▶ **Task instructions**:
a: Echo the article on the AMA's Chicago investment word for word, everything from "At an event" down to "in the area.".
b: Answer these on the article on the AMA's Chicago investment:
(i) How large was the AMA's initial investment, and in what year was it made?
(ii) Which organization hosted the Friday morning event?
(iii) Which organization will help the AMA allocate the funds?

▶ **Exercise passage**:
AMA urges Chicago’s civic, business leaders to invest in health equity

The American Medical Association is calling on Chicago’s business and civic leaders to join it in funding initiatives that improve the health and economic vitality of some of the city’s most vulnerable neighborhoods.

At an event Friday morning hosted by the City Club of Chicago, the AMA announced a new $3 million multi-year investment in Chicago’s west side neighborhoods, building on the organization’s initial $2 million investment in 2020. The funds are aimed at addressing health disparities and improving economic opportunity on the west side, and the AMA is urging others to join it in supporting progress in the area.

“The investment from business and organizations such as ours is paralleled by really careful planning and deep coordination with civic leaders, faith-based leaders and we’re looking for a partnership, and we’re looking for a partnership with everyone in this room,” Dr. James Madara, the CEO of the Chicago-based physician’s group, said at the event.

West Side United, a health equity organization spun out of Rush University System for Health, will help the AMA allocate the funds across health care providers, small businesses and community development financial institutions.

▶ **Dataset excerpts**:

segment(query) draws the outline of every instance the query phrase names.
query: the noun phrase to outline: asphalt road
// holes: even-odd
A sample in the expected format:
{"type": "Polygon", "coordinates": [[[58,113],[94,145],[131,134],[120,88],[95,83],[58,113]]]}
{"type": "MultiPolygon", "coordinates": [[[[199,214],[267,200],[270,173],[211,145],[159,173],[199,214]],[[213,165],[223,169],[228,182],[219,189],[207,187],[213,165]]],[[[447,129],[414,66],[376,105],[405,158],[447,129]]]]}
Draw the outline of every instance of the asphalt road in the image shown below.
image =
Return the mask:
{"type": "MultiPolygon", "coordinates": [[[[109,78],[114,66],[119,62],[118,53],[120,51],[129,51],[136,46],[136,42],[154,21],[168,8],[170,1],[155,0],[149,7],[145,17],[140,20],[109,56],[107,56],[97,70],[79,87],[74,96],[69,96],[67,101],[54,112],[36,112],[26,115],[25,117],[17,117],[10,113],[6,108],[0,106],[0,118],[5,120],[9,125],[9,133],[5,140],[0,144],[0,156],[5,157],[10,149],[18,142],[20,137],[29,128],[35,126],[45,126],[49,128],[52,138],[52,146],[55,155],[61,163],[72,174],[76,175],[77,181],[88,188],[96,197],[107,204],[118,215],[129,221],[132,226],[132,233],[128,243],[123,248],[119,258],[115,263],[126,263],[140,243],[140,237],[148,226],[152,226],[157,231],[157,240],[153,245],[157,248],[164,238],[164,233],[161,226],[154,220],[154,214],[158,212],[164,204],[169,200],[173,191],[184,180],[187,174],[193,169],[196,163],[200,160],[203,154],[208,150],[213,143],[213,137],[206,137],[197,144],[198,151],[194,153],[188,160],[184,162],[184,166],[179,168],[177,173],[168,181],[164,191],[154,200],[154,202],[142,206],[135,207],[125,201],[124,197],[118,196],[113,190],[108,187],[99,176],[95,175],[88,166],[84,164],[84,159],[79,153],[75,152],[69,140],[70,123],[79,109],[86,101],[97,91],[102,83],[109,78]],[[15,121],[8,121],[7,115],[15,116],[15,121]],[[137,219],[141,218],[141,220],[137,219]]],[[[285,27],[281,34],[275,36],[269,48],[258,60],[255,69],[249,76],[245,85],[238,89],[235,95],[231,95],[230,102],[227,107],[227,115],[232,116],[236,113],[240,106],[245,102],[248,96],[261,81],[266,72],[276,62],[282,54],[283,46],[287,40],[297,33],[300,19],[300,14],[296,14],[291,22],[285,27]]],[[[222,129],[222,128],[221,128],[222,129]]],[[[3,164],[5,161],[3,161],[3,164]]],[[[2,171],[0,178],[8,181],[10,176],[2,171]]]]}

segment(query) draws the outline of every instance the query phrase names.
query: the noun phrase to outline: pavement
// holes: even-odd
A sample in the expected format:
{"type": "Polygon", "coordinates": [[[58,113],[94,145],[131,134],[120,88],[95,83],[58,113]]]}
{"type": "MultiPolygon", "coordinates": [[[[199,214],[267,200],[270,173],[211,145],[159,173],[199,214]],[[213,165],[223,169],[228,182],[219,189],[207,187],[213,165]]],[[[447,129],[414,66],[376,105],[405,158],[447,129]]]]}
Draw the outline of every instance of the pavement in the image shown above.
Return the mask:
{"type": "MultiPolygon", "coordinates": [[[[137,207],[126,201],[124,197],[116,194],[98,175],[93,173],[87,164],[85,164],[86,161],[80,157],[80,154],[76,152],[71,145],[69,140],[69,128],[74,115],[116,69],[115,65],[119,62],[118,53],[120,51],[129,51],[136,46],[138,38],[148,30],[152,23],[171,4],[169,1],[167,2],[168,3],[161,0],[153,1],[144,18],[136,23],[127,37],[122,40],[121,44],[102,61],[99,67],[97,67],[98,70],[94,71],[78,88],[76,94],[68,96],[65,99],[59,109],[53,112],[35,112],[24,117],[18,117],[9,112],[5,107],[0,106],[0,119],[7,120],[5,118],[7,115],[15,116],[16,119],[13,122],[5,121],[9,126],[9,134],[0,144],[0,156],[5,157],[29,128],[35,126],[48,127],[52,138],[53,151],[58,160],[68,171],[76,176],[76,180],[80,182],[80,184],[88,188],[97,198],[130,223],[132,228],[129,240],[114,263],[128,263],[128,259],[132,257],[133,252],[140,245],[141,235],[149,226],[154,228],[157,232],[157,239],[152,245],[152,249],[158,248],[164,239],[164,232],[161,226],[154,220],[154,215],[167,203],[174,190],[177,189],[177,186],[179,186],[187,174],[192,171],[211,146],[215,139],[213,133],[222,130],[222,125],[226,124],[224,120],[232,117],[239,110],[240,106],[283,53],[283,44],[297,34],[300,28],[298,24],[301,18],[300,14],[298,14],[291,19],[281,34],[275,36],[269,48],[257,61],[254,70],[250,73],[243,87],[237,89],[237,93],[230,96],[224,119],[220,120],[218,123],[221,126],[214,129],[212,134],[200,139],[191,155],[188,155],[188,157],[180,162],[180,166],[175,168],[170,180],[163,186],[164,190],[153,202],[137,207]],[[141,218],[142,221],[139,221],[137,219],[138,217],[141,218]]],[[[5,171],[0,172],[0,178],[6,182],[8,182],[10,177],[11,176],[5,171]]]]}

▶ **Results by task**:
a:
At an event Friday morning hosted by the City Club of Chicago, the AMA announced a new $3 million multi-year investment in Chicago’s west side neighborhoods, building on the organization’s initial $2 million investment in 2020. The funds are aimed at addressing health disparities and improving economic opportunity on the west side, and the AMA is urging others to join it in supporting progress in the area.

b:
(i) $2 million, in 2020
(ii) The City Club of Chicago
(iii) West Side United